Cluster computing

Friday, August 11, 2017

We continue discussing the ZooKeeper. It is a co-ordination service with elements from group messaging, shared registers and distributed lock services. It provides a interface that guarantees wait-free property and FIFO execution of requests from each client. Requests across all clients are also linearized.
Both the linearizable writes and the FIFO client order form the guarantees for ZooKeeper. These two guarantees also interact. For example, when many clients elect a leader, the leader may take some time to complete its work before it can notify others. During this time, the other clients may not make any changes. And if the leader dies, the partial changes may not be used. Chubby service does not handle the latter requirement. ZooKeeper handles both by designating a path as the "ready" ZNode. The other clients may make changes only when that ZNode exists. Therefore the leader is only responsible for deleting ready, making changes and creating ready. If the leader dies, the ready is not available, so the other clients won't use the changes. If there are a large number of clients, then the latency per client ZNode change will aggregate but because the requests are asynchronous and the changes are pipelined. it does not take that much time.
#codingexercise
Find the majority element in an array.
Naive implementation
int GetMajority(List<int> A)
{
var h = new Hashtable();
for (int i = 0; i < A.Count; i++)
if (h.ContainsKey(A[i]) == false)
h.Add(A[i], 1);
else
h[A[i]] += 1;
int max = INT_MIN;
int count = 0;
foreach (var kvp in h)
● ● ●
Exercises to complete >>
[1] Can you pull out the passage of the ZooKeeper post starting with "Naive implementation" and going on through "(var kvp in h)"?
[2] Could you extend the ZooKeeper post, picking up right after its last line?
The data that comes after the ZooKeeper post isn't needed.

Data extract >>
● ● ●
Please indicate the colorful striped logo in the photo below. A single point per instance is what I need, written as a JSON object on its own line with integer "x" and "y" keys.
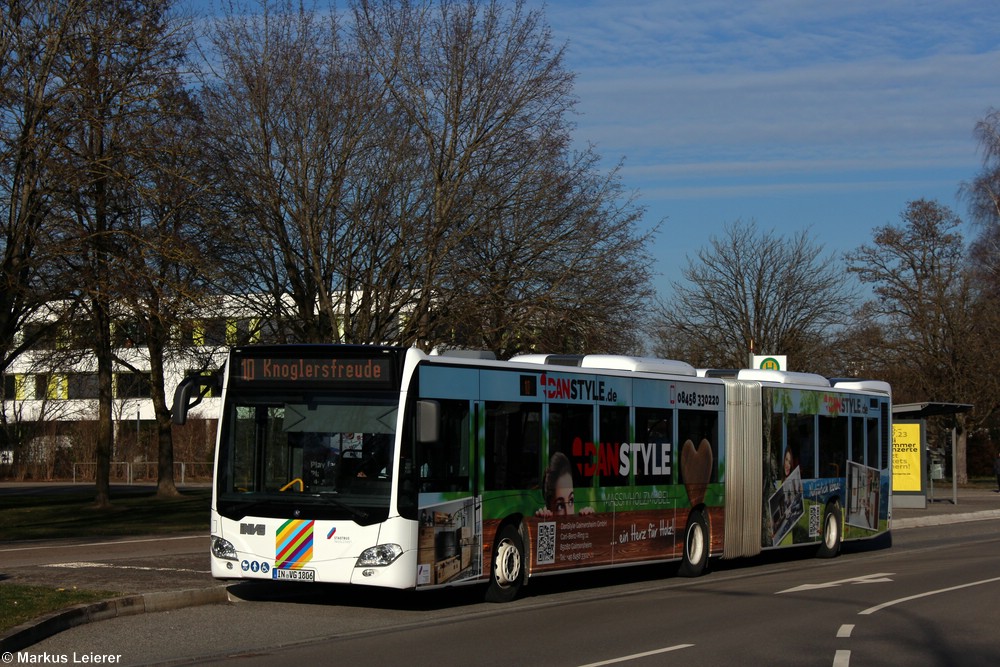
{"x": 293, "y": 545}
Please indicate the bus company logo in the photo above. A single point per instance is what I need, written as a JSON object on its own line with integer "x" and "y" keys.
{"x": 252, "y": 529}
{"x": 582, "y": 389}
{"x": 619, "y": 459}
{"x": 293, "y": 544}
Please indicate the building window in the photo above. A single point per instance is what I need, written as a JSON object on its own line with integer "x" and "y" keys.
{"x": 133, "y": 385}
{"x": 83, "y": 385}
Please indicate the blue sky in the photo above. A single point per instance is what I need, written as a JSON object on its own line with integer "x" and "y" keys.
{"x": 797, "y": 114}
{"x": 827, "y": 116}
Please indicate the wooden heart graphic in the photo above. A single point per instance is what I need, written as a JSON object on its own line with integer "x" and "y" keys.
{"x": 696, "y": 469}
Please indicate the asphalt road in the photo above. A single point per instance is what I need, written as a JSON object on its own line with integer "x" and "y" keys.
{"x": 926, "y": 601}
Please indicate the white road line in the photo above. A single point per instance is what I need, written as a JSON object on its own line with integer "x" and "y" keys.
{"x": 872, "y": 610}
{"x": 104, "y": 544}
{"x": 85, "y": 564}
{"x": 880, "y": 578}
{"x": 636, "y": 656}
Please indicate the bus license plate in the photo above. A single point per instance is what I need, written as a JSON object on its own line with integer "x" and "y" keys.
{"x": 294, "y": 575}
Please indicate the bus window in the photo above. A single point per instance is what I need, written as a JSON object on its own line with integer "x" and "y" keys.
{"x": 801, "y": 443}
{"x": 858, "y": 440}
{"x": 871, "y": 426}
{"x": 513, "y": 445}
{"x": 571, "y": 431}
{"x": 444, "y": 465}
{"x": 833, "y": 433}
{"x": 614, "y": 430}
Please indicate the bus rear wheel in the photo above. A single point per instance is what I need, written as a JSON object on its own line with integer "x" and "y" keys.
{"x": 696, "y": 545}
{"x": 508, "y": 565}
{"x": 832, "y": 532}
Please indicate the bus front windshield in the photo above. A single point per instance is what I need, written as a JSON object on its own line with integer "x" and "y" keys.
{"x": 331, "y": 459}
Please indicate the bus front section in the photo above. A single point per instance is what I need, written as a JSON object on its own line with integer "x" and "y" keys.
{"x": 304, "y": 468}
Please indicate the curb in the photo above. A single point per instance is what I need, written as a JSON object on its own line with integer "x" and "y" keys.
{"x": 943, "y": 519}
{"x": 30, "y": 633}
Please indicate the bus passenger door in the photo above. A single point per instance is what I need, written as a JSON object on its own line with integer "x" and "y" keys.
{"x": 450, "y": 538}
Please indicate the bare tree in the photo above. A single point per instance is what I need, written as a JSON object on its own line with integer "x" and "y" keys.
{"x": 33, "y": 120}
{"x": 295, "y": 118}
{"x": 755, "y": 291}
{"x": 119, "y": 63}
{"x": 924, "y": 306}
● ● ●
Answers provided >>
[1]
Naive implementation
int GetMajority(List<int> A)
{
var h = new Hashtable();
for (int i = 0; i < A.Count; i++)
if (h.ContainsKey(A[i]) == false)
h.Add(A[i], 1);
else
h[A[i]] += 1;
int max = INT_MIN;
int count = 0;
foreach (var kvp in h)

[2]
{
if (kvp.value > count){
count = kvp.value;
max = kvp.key;
}
}
return max;
}

Thursday, August 10, 2017

Wednesday, August 9, 2017

We continue discussing the ZooKeeper. It incorporates elements from group messaging, shared registers and distributed lock services in a replicated, centralized service. It provides a interface that guarantees wait-free property and FIFO execution of requests from each client. Requests across all clients are also linearized. In order to do this, it implements a leader based atomic broadcast protocol called Zab. Zab is only used to linerarize writes. Reads can happen in any order and ZooKeeper services them at the local server.
Caching is also used to improve performance. The id of the leader is useful to cache because it is frequently required and avoids asking other servers. ZooKeeper uses a watch mechanism to enable clients to cache data without managing the client cache directly. With this mechanism, a client can watch for an update to a given data object, and receive notification about update. Chubby on the other hand centrally updates the data and blocks updates to invalidate the caches of all clients caching the data being changed. Leases are used to prevent a client from blocking the update indefinitely but leases only affect slow or faulty clients whereas ZooKeeper avoids this problem altogether.
ZooKeeper therefore demonstrates the following :
1) A co-ordination kernel which provides a wait free co-ordination service with relaxed consistency guarantees to be used in distributed systems
2) A set of higher level co-ordination primitives that are easy to be used in distributed computing.
3) Experience with co-ordination in a variety of distributed systems.
In ZooKeeper terminology, a client denotes the user of a ZooKeeper service, a server denotes a process providing ZooKeeper service, and znode denotes an in-memory data node which is organized in a hierarchical namespace as the data tree.
#codingexercise
Print Level order traversal of a tree
Void PrintSpiral (Node root)
{
bool change = false;
for (int i = 1; i < height (root); i++)
{
PrintGivenLevel (root, i, change);
change = !change;
}
}
void PrintGivenLevel(Node root, int level, bool direction)
{
if (root == null) return;
if (level ==1) print(root.data);
else if level > 1{
if (direction){
PrintGivenLevel(root.left, level - 1, direction);
PrintGivenLevel(root.right, level -1, direction);
}else{
PrintGivenLevel(root.right, level-1, direction);

PrintGivenLevel(root.left, level -1, direction);
}
}
}
Instead of the recursive option above, we can also enumerate each level with the help of a queue and reverse only alternate levels. Here we can serialize the nodes with level demarcators and then switch alternatively in one pass.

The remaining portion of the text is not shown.